▶ DOCUMENT EXTRACT
══════════
Ask anyone in this business: the aid industry in general and donors in particular have a very low tolerance to risk. Donors will always award the majority of their money to Low-risk programs implemented by solid, low-risk partners. Innovation, particularly involving technology, is high risk.
In fact, don’t ask anyone — just look at a typical donors’ portfolio. Innovation — usually folded in together with Technology — is treated as a separate topic, to be funded through its own, very small mechanism and to deliver against “innovation” goals. Innovation for the sake of innovation, basically:
Funding decisions, management and evaluation are all done in isolation from everything else and the whole thing is anyway a rounding error to the juggernaut of development.
I know people will challenge this. They will say this has changed and that these days innovation has been “vertically integrated” and that modern funding mechanisms actually require some sort of innovation. That’s kind of true, actually. Alas it doesn’t really change things because “vertical integration” in practice means that large implementation consortia bring on board token “innovation partners” to pass muster. That ensures that everything remains as it always was — the majority of the resources go to the same old implementers who implement the same old activities and churn out the same old reports. The “innovation” or “technology” partners are involved as far as it is required to provide a few trainings or roll out some technology or another — usually an app:
Well, I believe such arrangements are far from “low risk”. In fact, I believe this is the single highest risk our industry faces at the moment. Why? Because essentially — and this has been the case for long decades — large funding mechanisms are highly complexified platforms that purchase highly elaborate reports written around the same topics. “Innovation” in this context is nothing more than a commoditized service to be plug-and-played to standard consortia.
══════════
▶ INFORMATION SUPPLIED

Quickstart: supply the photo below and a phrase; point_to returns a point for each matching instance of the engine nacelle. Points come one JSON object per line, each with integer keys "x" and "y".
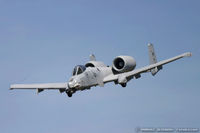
══════════
▶ PROBLEM DESCRIPTION
Reproduce the passage above on donor risk aversion and innovation funding in full, word for word.

▶ THE RESULT
Ask anyone in this business: the aid industry in general and donors in particular have a very low tolerance to risk. Donors will always award the majority of their money to Low-risk programs implemented by solid, low-risk partners. Innovation, particularly involving technology, is high risk.
In fact, don’t ask anyone — just look at a typical donors’ portfolio. Innovation — usually folded in together with Technology — is treated as a separate topic, to be funded through its own, very small mechanism and to deliver against “innovation” goals. Innovation for the sake of innovation, basically:
Funding decisions, management and evaluation are all done in isolation from everything else and the whole thing is anyway a rounding error to the juggernaut of development.
I know people will challenge this. They will say this has changed and that these days innovation has been “vertically integrated” and that modern funding mechanisms actually require some sort of innovation. That’s kind of true, actually. Alas it doesn’t really change things because “vertical integration” in practice means that large implementation consortia bring on board token “innovation partners” to pass muster. That ensures that everything remains as it always was — the majority of the resources go to the same old implementers who implement the same old activities and churn out the same old reports. The “innovation” or “technology” partners are involved as far as it is required to provide a few trainings or roll out some technology or another — usually an app:
Well, I believe such arrangements are far from “low risk”. In fact, I believe this is the single highest risk our industry faces at the moment. Why? Because essentially — and this has been the case for long decades — large funding mechanisms are highly complexified platforms that purchase highly elaborate reports written around the same topics. “Innovation” in this context is nothing more than a commoditized service to be plug-and-played to standard consortia.